[begin INFORMATION SHOWN]

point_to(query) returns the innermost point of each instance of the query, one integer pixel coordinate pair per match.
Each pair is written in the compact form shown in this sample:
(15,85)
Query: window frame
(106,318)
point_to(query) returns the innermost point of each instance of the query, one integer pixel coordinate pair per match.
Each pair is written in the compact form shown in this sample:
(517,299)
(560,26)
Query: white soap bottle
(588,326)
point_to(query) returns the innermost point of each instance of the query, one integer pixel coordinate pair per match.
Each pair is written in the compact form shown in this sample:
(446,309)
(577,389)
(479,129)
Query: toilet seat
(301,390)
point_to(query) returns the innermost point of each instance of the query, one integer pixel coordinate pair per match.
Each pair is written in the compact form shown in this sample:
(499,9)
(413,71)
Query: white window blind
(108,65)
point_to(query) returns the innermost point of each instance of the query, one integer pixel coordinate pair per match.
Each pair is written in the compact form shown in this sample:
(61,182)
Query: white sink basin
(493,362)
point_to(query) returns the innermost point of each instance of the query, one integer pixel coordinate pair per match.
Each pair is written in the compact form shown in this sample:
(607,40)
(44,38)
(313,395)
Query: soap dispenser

[end INFORMATION SHOWN]

PROBLEM —
Repeat the data exactly. Leave nothing out.

SOLUTION BELOW —
point_to(query) returns the innermost point of each instance of the query, one integer pixel coordinate pair per match.
Each pair is written in the compact form shown in this sample:
(15,85)
Query: window frame
(106,318)
point_to(query) returns the innermost point of each instance of the query, one integer pixel coordinate pair per match.
Each pair is written in the compact form shown in this sample:
(517,299)
(560,26)
Query: white soap bottle
(588,326)
point_to(query) returns the innermost point of each instance of the query, one integer pixel coordinate pair per match.
Each pair is written in the compact form shown in this sample:
(446,309)
(577,389)
(479,129)
Query: toilet seat
(301,390)
point_to(query) returns the innermost point of each instance of the query, one integer pixel coordinate pair per match.
Each pair is written in the compact form shown in this sample:
(499,9)
(413,71)
Query: white window blind
(108,65)
point_to(query) returns the innermost point of each instance of the query, one integer pixel coordinate pair per match.
Each pair is written in the compact form shown in this sample:
(61,182)
Query: white sink basin
(493,362)
point_to(query) returns the innermost point of each instance of the query, one integer pixel coordinate pair per match.
Each pair is written in the compact form shown in this sample:
(607,40)
(44,38)
(313,395)
Query: soap dispenser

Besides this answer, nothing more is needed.